*TO BE DONE*.
Drop all images and give the records again exactly.

========================

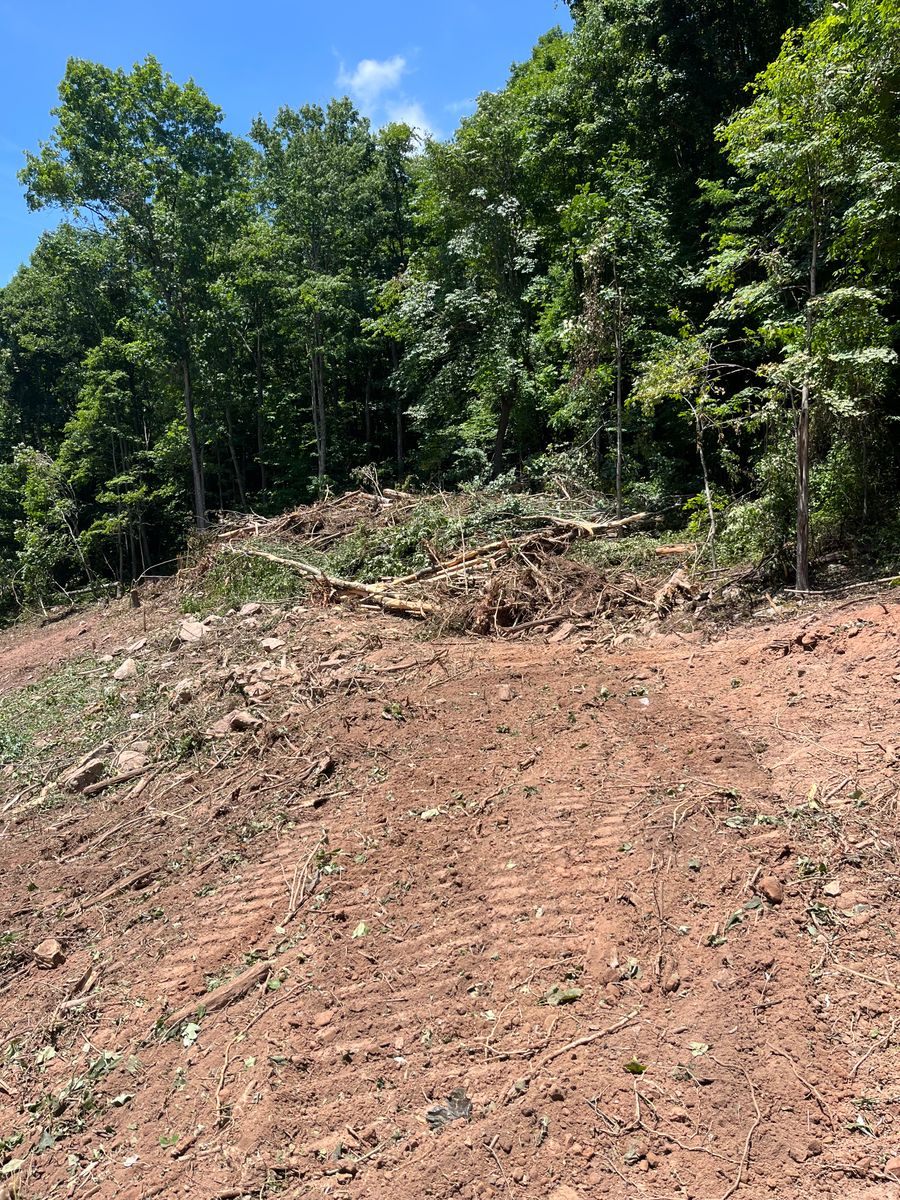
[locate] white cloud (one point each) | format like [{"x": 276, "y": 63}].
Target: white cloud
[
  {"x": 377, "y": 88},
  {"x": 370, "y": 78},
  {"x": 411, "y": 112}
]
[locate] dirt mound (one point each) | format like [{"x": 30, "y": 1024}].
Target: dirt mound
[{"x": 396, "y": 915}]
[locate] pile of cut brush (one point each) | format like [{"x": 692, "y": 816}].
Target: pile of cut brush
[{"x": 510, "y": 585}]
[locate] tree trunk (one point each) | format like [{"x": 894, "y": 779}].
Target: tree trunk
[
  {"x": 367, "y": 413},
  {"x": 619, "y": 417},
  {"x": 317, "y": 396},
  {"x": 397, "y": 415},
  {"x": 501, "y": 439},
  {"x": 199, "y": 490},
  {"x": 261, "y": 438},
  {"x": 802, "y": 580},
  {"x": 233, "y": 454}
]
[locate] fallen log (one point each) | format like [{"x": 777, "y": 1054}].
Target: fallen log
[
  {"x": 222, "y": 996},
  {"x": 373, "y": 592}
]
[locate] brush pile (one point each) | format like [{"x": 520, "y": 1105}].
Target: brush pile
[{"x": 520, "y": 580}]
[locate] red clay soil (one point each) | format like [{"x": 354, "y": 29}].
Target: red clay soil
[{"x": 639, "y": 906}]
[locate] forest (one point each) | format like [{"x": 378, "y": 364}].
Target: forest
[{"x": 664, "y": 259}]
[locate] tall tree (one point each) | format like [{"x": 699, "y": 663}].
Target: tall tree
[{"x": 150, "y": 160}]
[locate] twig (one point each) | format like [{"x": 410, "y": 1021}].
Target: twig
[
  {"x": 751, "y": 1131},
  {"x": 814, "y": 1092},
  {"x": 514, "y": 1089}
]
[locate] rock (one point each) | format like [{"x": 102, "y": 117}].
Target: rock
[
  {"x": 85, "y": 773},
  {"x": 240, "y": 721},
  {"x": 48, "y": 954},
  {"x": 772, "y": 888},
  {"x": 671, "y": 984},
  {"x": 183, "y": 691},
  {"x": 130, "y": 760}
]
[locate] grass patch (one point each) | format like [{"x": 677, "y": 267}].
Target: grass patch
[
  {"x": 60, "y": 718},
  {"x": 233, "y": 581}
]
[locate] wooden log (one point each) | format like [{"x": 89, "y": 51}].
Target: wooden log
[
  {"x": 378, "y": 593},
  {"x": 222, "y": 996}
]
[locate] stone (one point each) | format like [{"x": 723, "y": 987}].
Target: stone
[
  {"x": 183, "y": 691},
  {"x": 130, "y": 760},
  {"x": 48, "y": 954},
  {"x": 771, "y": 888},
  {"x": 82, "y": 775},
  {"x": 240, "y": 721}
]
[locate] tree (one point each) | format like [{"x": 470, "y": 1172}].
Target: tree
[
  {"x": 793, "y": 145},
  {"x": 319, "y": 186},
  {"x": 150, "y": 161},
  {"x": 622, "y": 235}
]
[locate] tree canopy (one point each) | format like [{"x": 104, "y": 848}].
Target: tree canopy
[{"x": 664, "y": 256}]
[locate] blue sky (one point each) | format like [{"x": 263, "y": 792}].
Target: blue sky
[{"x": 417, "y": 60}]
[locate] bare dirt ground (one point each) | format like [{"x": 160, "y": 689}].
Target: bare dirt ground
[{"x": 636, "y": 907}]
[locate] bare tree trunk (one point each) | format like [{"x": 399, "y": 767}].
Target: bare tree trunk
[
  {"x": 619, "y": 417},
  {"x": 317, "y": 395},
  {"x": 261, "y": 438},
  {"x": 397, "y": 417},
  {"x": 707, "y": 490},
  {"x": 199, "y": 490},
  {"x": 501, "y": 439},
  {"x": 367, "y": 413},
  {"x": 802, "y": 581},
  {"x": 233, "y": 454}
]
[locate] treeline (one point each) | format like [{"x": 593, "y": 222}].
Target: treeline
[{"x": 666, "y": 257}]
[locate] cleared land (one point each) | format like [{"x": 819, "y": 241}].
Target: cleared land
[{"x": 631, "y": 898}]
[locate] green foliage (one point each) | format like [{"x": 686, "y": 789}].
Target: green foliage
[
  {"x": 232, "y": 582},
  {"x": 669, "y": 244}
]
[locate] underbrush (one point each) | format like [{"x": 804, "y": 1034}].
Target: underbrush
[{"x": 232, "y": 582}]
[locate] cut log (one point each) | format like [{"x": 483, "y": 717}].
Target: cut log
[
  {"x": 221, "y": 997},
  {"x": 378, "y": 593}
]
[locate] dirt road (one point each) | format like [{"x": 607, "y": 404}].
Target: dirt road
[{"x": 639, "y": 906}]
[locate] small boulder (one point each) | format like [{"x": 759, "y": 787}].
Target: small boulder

========================

*TASK RESULT*.
[locate] white cloud (one point each) | format like [{"x": 276, "y": 63}].
Target: white cloud
[
  {"x": 377, "y": 88},
  {"x": 370, "y": 78},
  {"x": 411, "y": 112}
]
[locate] dirt mound (one point each) | format like [{"x": 30, "y": 1024}].
Target: dirt mound
[{"x": 396, "y": 915}]
[locate] pile of cut brush (one point each) | format like [{"x": 692, "y": 816}].
Target: pile of cut brush
[{"x": 510, "y": 585}]
[locate] tree trunk (one point each) | format like [{"x": 894, "y": 779}].
Target: tree trunk
[
  {"x": 367, "y": 413},
  {"x": 619, "y": 417},
  {"x": 317, "y": 396},
  {"x": 397, "y": 415},
  {"x": 501, "y": 439},
  {"x": 199, "y": 490},
  {"x": 261, "y": 438},
  {"x": 802, "y": 580},
  {"x": 233, "y": 454}
]
[locate] fallen log (one point each) | format like [{"x": 777, "y": 1054}].
Target: fallen log
[
  {"x": 222, "y": 996},
  {"x": 373, "y": 592}
]
[locate] brush pile (one point each) | format like [{"x": 520, "y": 1105}].
Target: brush pile
[{"x": 520, "y": 580}]
[locate] red clay soil (one point each) | format like [{"x": 354, "y": 29}].
Target: red clay soil
[{"x": 639, "y": 906}]
[locate] forest (one point each) | format like [{"x": 378, "y": 364}].
Target: forest
[{"x": 664, "y": 259}]
[locate] tall tree (one point each) | format like [{"x": 699, "y": 663}].
Target: tall tree
[{"x": 150, "y": 160}]
[locate] twig (one point each) | format like [{"x": 410, "y": 1021}].
Target: twig
[
  {"x": 751, "y": 1131},
  {"x": 814, "y": 1092},
  {"x": 514, "y": 1089}
]
[locate] rock (one point each) | format like [{"x": 102, "y": 117}].
Target: rock
[
  {"x": 85, "y": 773},
  {"x": 240, "y": 721},
  {"x": 48, "y": 954},
  {"x": 772, "y": 888},
  {"x": 671, "y": 984},
  {"x": 183, "y": 691},
  {"x": 130, "y": 760}
]
[locate] grass patch (one point each) | format like [{"x": 677, "y": 267}].
Target: grass patch
[
  {"x": 60, "y": 718},
  {"x": 233, "y": 581}
]
[locate] wooden log (one point each) | format like [{"x": 89, "y": 51}].
Target: wooden log
[
  {"x": 378, "y": 593},
  {"x": 222, "y": 996}
]
[locate] stone (one point each) | format like [{"x": 723, "y": 987}].
Target: stone
[
  {"x": 183, "y": 691},
  {"x": 130, "y": 760},
  {"x": 48, "y": 954},
  {"x": 771, "y": 888},
  {"x": 82, "y": 775},
  {"x": 240, "y": 721}
]
[locate] tree (one point each) | format like [{"x": 470, "y": 1172}].
Target: tree
[
  {"x": 793, "y": 145},
  {"x": 319, "y": 186},
  {"x": 150, "y": 161},
  {"x": 622, "y": 235}
]
[locate] tree canopy (one point each) | format like [{"x": 104, "y": 848}].
Target: tree canopy
[{"x": 664, "y": 256}]
[locate] blue sky (one point each) | format like [{"x": 263, "y": 792}].
Target: blue sky
[{"x": 417, "y": 60}]
[locate] bare dirt ground (one point each) | format like [{"x": 160, "y": 689}].
Target: bare dirt ground
[{"x": 636, "y": 907}]
[locate] bare tree trunk (one point each) | format like [{"x": 399, "y": 767}].
Target: bare tree trunk
[
  {"x": 619, "y": 417},
  {"x": 317, "y": 395},
  {"x": 261, "y": 438},
  {"x": 397, "y": 417},
  {"x": 707, "y": 490},
  {"x": 199, "y": 490},
  {"x": 501, "y": 439},
  {"x": 367, "y": 413},
  {"x": 802, "y": 581},
  {"x": 233, "y": 454}
]
[locate] treeline (one point each) | format like [{"x": 593, "y": 222}].
Target: treeline
[{"x": 666, "y": 257}]
[locate] cleared land (one point each) | format like [{"x": 819, "y": 241}].
Target: cleared land
[{"x": 631, "y": 898}]
[locate] green foliage (one point each) | format like [{"x": 686, "y": 789}].
Target: green foliage
[
  {"x": 232, "y": 582},
  {"x": 669, "y": 244}
]
[locate] underbrush (one point each) | format like [{"x": 804, "y": 1034}].
Target: underbrush
[{"x": 232, "y": 582}]
[locate] cut log (one point each) | format like [{"x": 483, "y": 717}].
Target: cut log
[
  {"x": 221, "y": 997},
  {"x": 378, "y": 593}
]
[locate] dirt road (one point each) | format like [{"x": 607, "y": 404}].
Target: dirt road
[{"x": 639, "y": 906}]
[locate] small boulder (one point each) | format like [{"x": 759, "y": 787}].
Target: small boulder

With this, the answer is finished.